What is needed: Scan the listing beneath this sentence. Report each line with the word "white".
----
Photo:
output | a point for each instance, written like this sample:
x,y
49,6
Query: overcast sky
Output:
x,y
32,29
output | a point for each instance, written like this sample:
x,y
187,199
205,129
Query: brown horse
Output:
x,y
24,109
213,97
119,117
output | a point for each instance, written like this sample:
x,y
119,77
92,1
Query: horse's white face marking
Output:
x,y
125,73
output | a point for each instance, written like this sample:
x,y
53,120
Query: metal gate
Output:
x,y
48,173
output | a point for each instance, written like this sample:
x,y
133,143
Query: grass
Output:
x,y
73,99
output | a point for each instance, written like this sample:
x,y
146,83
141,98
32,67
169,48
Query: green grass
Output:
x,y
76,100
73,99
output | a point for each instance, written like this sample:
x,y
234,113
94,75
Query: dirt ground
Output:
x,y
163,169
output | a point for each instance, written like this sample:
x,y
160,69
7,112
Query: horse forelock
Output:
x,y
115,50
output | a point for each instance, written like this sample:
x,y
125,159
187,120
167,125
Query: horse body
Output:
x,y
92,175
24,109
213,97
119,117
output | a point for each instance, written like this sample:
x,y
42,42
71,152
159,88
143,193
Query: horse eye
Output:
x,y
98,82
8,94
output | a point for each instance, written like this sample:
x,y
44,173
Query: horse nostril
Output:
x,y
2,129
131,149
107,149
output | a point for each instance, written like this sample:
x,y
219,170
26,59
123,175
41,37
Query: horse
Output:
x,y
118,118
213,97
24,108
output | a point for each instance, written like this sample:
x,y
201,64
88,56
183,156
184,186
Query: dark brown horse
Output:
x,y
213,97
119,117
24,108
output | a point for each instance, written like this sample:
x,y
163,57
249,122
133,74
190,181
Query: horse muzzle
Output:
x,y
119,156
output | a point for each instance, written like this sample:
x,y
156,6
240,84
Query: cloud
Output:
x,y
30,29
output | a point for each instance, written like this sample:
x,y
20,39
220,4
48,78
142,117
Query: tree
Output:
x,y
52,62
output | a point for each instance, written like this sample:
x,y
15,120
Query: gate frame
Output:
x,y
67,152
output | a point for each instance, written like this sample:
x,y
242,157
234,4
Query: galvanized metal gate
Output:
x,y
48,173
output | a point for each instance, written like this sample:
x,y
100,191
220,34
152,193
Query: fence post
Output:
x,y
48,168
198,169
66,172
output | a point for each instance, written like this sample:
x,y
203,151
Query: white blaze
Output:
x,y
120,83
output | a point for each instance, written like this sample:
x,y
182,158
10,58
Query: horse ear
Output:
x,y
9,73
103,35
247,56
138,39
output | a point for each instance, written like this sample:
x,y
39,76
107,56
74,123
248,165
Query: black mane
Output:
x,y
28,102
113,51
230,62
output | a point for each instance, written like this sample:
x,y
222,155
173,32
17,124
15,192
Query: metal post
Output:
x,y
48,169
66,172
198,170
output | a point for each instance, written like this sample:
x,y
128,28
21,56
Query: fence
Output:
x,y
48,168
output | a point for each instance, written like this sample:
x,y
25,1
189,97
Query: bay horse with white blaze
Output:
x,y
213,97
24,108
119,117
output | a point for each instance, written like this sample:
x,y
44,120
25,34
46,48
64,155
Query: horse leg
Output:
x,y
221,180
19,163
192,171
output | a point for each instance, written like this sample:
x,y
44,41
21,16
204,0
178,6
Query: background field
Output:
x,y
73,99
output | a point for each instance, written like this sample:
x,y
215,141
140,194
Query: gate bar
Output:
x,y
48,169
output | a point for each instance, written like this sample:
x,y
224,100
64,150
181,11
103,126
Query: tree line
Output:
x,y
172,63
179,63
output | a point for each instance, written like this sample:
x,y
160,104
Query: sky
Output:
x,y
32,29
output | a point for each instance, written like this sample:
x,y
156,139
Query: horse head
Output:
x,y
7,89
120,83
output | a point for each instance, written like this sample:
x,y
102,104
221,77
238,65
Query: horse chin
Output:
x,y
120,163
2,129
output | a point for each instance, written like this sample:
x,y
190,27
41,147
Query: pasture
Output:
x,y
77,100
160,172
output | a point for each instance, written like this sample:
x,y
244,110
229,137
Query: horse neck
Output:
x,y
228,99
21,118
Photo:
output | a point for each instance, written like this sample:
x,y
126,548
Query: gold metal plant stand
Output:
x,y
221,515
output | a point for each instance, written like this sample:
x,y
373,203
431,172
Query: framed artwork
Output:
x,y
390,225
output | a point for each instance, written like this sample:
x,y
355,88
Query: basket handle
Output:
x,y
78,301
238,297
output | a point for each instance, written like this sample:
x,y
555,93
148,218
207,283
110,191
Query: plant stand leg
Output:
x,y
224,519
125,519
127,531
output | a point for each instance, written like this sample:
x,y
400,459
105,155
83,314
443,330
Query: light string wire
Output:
----
Response to this task:
Query: horse's white face marking
Query: white blaze
Query: bay horse with white blaze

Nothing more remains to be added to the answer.